ЦЕЛЬ УПРАЖНЕНИЯ |
Умножьте на 0,95 каждую координату точек в строках листинга от строки, содержащей «If you could tag the man's hand», до конца листинга включительно, округлив результаты до целых (половины — в большую сторону). Приведите только эти строки целиком, оставив весь остальной текст без изменений.

══════════

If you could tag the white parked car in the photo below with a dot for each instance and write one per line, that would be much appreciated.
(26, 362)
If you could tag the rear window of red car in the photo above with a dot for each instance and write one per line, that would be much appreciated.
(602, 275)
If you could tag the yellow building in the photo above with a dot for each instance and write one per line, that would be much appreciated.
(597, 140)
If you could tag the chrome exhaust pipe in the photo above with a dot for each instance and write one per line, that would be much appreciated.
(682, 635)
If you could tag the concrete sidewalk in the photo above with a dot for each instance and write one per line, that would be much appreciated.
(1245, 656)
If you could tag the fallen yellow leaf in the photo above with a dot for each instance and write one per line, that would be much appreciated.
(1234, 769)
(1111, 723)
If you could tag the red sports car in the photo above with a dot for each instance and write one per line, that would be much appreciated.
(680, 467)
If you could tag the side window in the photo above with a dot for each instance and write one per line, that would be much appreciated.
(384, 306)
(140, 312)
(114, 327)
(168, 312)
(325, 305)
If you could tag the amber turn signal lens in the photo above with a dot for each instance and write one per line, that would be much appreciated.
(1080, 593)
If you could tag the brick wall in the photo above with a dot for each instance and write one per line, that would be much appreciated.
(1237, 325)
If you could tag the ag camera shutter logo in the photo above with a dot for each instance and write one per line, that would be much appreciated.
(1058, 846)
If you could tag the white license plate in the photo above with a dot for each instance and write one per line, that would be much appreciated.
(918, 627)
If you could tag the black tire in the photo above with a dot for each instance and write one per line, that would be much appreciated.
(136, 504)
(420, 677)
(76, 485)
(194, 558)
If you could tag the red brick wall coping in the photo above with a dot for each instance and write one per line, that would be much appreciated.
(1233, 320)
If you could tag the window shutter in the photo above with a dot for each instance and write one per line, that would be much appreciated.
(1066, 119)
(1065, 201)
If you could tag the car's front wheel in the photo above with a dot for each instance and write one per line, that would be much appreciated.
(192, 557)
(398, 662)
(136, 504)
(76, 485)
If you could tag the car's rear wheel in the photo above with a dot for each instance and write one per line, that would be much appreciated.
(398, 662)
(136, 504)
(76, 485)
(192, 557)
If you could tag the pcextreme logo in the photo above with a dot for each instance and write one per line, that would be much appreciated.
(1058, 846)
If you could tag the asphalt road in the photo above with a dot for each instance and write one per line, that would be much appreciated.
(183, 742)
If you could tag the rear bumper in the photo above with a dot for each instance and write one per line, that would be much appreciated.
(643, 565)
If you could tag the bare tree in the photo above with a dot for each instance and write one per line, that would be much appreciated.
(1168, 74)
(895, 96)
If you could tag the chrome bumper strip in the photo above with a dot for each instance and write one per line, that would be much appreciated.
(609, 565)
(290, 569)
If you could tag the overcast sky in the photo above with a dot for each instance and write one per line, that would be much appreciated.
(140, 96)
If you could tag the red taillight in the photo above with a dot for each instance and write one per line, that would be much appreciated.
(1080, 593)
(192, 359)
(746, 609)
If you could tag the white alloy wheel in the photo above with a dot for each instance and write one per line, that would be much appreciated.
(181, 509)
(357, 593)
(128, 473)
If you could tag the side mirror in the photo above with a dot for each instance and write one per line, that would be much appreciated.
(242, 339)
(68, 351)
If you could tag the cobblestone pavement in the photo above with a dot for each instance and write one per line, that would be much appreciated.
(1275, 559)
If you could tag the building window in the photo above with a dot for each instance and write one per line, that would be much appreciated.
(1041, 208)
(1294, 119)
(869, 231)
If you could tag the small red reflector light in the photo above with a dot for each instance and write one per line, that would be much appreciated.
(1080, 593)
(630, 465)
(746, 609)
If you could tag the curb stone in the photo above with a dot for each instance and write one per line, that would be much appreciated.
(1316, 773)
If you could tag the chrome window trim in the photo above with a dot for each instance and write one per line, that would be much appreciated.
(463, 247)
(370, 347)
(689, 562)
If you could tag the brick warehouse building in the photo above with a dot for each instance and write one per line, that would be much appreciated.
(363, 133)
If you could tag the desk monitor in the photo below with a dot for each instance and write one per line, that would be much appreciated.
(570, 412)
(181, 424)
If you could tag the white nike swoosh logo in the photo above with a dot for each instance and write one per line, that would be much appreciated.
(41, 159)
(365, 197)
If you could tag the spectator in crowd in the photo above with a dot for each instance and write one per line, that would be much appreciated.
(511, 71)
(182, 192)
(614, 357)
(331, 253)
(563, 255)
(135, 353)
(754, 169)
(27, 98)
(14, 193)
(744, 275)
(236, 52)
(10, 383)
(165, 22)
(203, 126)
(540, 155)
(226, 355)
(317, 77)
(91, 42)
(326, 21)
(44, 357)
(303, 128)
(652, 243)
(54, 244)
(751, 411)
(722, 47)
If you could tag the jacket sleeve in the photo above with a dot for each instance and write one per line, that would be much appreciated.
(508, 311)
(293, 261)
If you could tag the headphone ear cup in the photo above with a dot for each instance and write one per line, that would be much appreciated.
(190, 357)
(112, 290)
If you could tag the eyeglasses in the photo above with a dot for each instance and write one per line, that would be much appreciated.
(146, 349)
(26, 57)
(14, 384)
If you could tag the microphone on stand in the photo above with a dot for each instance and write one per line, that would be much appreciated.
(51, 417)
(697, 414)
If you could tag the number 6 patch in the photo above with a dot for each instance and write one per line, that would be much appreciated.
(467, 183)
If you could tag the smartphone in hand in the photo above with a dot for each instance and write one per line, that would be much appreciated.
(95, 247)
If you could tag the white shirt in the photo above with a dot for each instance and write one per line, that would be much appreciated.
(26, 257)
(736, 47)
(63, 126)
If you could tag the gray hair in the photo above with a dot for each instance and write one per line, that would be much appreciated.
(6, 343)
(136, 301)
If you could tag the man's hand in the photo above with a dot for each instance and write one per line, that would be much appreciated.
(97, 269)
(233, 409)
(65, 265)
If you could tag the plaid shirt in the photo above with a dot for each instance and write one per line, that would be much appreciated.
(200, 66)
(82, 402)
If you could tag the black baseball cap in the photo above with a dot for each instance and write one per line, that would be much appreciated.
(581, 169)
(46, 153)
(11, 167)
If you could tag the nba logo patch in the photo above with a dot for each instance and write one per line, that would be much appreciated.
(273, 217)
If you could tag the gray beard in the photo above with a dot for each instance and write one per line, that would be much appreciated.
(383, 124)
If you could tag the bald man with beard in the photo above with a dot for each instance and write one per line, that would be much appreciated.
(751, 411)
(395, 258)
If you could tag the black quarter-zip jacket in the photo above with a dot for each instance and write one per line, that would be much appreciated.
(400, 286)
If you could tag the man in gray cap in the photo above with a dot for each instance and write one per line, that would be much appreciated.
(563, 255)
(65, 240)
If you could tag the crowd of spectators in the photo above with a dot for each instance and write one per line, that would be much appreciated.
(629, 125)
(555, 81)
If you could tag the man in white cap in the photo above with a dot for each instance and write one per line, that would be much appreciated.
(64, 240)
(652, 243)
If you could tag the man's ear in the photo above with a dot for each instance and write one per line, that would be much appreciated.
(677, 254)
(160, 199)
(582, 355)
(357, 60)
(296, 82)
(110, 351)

══════════

ПРАВИЛЬНЫЙ ОТВЕТ |
If you could tag the man's hand in the photo above with a dot for each instance and write one per line, that would be much appreciated.
(92, 256)
(221, 389)
(62, 252)
If you could tag the plaid shirt in the photo above with a dot for each instance and write one per line, that would be much appreciated.
(190, 63)
(78, 382)
If you could tag the black baseball cap in the photo above with a dot for each instance and write one per line, that would be much appreciated.
(552, 161)
(44, 145)
(10, 159)
If you could tag the nba logo patch in the photo above with a dot for each instance and write one per line, that would be much appreciated.
(259, 206)
If you could tag the gray beard in the photo above with a dot for each instance and write one per line, that would be much appreciated.
(364, 118)
If you could tag the bald man with beard in the photo above with a dot for each instance and write one per line, that would be much appreciated.
(713, 390)
(375, 245)
If you could tag the black quarter-zip jacket in the photo above with a dot for each instance and write one per line, that would be much appreciated.
(380, 272)
If you could tag the man in gray cap in the photo above with a dot for each instance and write one per line, that would be much appreciated.
(535, 242)
(62, 228)
If you could tag the crowd of spectators in the photo above with a dot for each instance and write one per line, that would be much appreciated.
(598, 119)
(527, 77)
If you could tag the man in white cap in the photo above with a dot for each instance and write one per line, that would be much appreciated.
(61, 228)
(619, 231)
If you could tag the man's ear in the photo above with a dot for each instance and write one per line, that would be much appreciated.
(643, 241)
(152, 189)
(553, 337)
(339, 57)
(281, 78)
(105, 333)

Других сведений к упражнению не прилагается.